WORK TO BE COMPLETED
Set every line down exactly, from the one that has "# test: for every instance of the white chair" through the final one, and keep the pictures out.

Point-based annotation data
───
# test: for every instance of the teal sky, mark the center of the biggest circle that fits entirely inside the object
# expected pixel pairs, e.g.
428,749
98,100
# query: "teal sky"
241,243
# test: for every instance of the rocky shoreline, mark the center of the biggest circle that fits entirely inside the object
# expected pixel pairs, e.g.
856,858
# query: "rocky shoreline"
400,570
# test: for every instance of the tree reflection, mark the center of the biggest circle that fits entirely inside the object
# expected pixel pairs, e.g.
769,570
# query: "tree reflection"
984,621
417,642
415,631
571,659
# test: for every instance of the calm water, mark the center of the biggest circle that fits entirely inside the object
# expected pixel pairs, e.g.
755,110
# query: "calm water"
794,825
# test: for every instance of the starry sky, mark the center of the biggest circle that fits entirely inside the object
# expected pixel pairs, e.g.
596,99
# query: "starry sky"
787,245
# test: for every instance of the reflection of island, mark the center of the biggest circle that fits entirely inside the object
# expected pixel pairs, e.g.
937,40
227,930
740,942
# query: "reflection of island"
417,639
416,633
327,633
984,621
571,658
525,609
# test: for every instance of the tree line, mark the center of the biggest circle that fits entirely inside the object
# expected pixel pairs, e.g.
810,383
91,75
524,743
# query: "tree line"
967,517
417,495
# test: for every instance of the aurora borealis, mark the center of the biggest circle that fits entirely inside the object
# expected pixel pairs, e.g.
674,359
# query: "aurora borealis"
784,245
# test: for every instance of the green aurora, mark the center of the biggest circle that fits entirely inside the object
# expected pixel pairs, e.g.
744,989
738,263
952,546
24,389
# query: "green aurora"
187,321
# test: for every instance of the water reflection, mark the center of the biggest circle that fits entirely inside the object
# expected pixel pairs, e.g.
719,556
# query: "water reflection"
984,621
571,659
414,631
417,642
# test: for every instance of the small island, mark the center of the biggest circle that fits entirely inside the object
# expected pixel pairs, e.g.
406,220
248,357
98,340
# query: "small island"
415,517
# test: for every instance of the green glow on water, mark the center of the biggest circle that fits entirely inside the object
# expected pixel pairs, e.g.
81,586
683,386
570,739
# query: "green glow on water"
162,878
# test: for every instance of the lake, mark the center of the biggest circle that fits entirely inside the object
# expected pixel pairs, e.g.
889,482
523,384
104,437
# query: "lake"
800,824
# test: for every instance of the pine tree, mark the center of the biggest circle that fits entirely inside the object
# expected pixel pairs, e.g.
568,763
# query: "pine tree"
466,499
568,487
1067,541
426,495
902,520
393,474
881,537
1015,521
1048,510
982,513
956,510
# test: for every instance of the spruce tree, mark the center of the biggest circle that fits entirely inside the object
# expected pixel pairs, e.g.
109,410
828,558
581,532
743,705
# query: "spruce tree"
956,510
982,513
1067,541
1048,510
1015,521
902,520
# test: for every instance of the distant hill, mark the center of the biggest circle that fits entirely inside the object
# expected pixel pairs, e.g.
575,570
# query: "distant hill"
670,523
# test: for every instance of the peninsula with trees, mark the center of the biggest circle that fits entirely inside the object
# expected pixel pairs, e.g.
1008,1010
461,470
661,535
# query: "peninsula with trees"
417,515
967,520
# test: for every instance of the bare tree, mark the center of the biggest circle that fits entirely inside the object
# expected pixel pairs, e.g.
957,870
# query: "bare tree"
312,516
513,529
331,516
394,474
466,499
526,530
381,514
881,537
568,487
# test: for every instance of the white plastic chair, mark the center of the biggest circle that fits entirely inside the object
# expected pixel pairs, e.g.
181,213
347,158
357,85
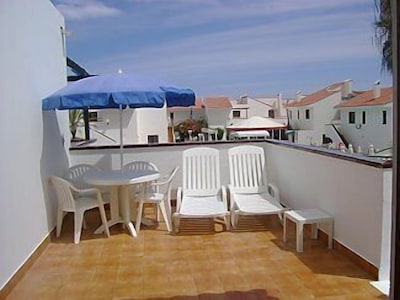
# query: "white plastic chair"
71,199
135,193
202,195
250,193
161,199
75,175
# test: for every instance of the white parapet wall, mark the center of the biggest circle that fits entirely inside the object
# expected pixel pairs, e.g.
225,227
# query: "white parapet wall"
34,144
349,190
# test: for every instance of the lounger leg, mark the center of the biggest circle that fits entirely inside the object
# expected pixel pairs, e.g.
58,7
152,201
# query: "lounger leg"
60,217
227,222
139,216
166,217
284,228
78,219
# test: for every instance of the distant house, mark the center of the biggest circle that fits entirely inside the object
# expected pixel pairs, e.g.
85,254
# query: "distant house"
217,110
309,115
177,114
366,119
138,126
272,107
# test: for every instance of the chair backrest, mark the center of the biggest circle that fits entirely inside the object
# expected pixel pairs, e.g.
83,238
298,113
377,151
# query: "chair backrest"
247,169
201,172
65,198
75,175
139,165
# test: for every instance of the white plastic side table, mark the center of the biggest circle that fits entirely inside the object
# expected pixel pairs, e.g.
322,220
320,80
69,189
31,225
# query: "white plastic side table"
307,216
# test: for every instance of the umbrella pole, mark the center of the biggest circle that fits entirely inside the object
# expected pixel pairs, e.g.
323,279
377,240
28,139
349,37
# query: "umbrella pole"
121,143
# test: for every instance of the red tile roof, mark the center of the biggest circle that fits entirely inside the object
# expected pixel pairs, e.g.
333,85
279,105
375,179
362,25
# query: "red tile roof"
317,96
198,104
367,99
217,102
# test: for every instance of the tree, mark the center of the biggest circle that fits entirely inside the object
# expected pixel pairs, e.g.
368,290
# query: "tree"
383,32
75,121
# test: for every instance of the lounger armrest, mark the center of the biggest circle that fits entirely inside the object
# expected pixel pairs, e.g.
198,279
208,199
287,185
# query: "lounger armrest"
274,191
178,198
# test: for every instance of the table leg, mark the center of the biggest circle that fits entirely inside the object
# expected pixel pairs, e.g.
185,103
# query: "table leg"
114,209
284,228
314,231
125,209
299,236
330,234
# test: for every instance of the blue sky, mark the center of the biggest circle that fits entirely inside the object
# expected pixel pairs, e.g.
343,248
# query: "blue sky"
228,47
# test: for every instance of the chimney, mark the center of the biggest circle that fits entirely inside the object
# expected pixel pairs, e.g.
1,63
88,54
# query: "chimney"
377,89
347,88
279,105
298,96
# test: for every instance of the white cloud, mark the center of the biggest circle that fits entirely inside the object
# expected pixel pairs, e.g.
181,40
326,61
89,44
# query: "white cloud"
89,9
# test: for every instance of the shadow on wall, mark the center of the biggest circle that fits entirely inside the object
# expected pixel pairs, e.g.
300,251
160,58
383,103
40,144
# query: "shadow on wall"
54,161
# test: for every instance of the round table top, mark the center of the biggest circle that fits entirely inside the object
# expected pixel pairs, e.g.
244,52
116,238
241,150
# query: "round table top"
117,177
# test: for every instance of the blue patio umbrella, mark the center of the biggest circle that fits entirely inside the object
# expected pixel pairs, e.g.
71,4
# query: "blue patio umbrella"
118,90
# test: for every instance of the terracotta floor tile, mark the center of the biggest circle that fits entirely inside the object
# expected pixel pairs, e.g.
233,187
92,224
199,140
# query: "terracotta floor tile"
202,262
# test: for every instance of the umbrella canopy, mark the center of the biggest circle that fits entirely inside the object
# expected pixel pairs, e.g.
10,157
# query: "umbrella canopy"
256,123
118,90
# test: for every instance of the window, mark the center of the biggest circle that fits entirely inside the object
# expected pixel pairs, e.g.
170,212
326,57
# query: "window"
307,114
271,113
93,116
352,117
152,139
236,113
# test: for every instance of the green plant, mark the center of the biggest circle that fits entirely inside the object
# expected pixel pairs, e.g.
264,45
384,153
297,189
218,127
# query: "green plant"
190,124
75,121
220,133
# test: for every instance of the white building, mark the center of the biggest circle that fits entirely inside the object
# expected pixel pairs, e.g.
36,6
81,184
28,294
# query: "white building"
309,115
139,126
269,107
217,110
36,143
366,119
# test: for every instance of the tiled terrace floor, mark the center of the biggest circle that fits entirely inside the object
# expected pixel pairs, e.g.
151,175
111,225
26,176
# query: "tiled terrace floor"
195,264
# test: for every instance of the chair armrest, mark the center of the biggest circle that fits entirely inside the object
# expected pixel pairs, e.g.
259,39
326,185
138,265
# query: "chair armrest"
178,198
274,192
224,196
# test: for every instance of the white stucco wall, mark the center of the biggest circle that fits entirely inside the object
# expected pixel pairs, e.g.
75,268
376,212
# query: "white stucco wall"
321,113
217,117
373,132
137,124
351,192
152,121
33,66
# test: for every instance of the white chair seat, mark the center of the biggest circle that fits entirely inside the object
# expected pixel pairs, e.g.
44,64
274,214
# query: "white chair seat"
251,194
201,207
257,204
86,203
202,195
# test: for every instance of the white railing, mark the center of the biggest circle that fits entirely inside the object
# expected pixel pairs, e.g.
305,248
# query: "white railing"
352,191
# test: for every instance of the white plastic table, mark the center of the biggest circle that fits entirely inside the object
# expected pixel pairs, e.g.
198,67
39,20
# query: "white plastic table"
119,183
307,216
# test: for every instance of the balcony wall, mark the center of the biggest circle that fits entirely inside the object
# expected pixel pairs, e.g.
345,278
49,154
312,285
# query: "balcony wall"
352,190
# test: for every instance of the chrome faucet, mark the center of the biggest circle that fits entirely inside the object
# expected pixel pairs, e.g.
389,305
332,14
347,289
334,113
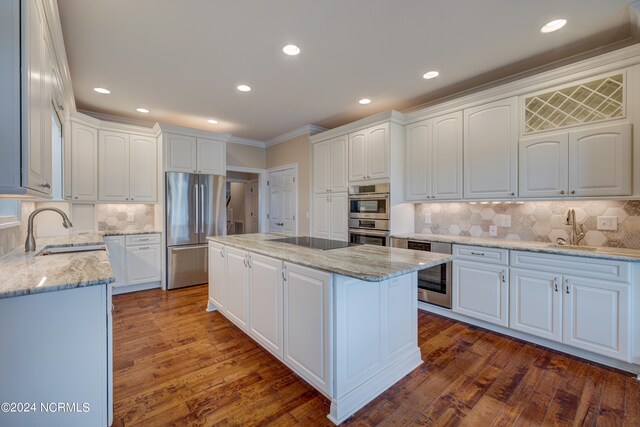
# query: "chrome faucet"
575,237
30,243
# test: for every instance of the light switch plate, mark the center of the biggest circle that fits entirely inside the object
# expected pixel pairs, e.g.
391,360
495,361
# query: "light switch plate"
608,223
───
FULL SOLUTION
# test: for every instance of the white chair seat, mark the center of the biggest circle that fits entirely inside the object
# expected pixel pairs, e.g.
44,64
274,214
# query: "white chair seat"
251,194
201,207
257,204
86,203
202,195
# test: for every instance of the white railing, mark the center of the biggest circle that fits entirely inside the object
# expected pixel pairs, e.g.
305,248
# query: "white railing"
352,191
# test: for every instance of the white plastic table, mark the center of the biggest circle that fits entirely inside the object
# expected pixel pairs, e.g.
198,67
39,20
# query: "white plastic table"
119,183
307,216
# test: for every instance of the balcony wall, mark the center of the biggest circle that fits entirely inside the object
# expected pixel pairs, e.g.
345,278
49,154
312,285
# query: "balcony wall"
352,190
# test: for every instance of the chrome faucet, mark the center of the biggest circle that fits entirely inside the object
# expected pixel pairs, e.g.
389,305
332,14
347,289
334,113
# query: "chrome faucet"
575,237
30,243
# test: for every instance of the light switch plate, mark the center of the biggest circle that fits entirely inside the object
# expected pixel pairs, e.g.
391,360
495,361
# query: "light switch plate"
608,223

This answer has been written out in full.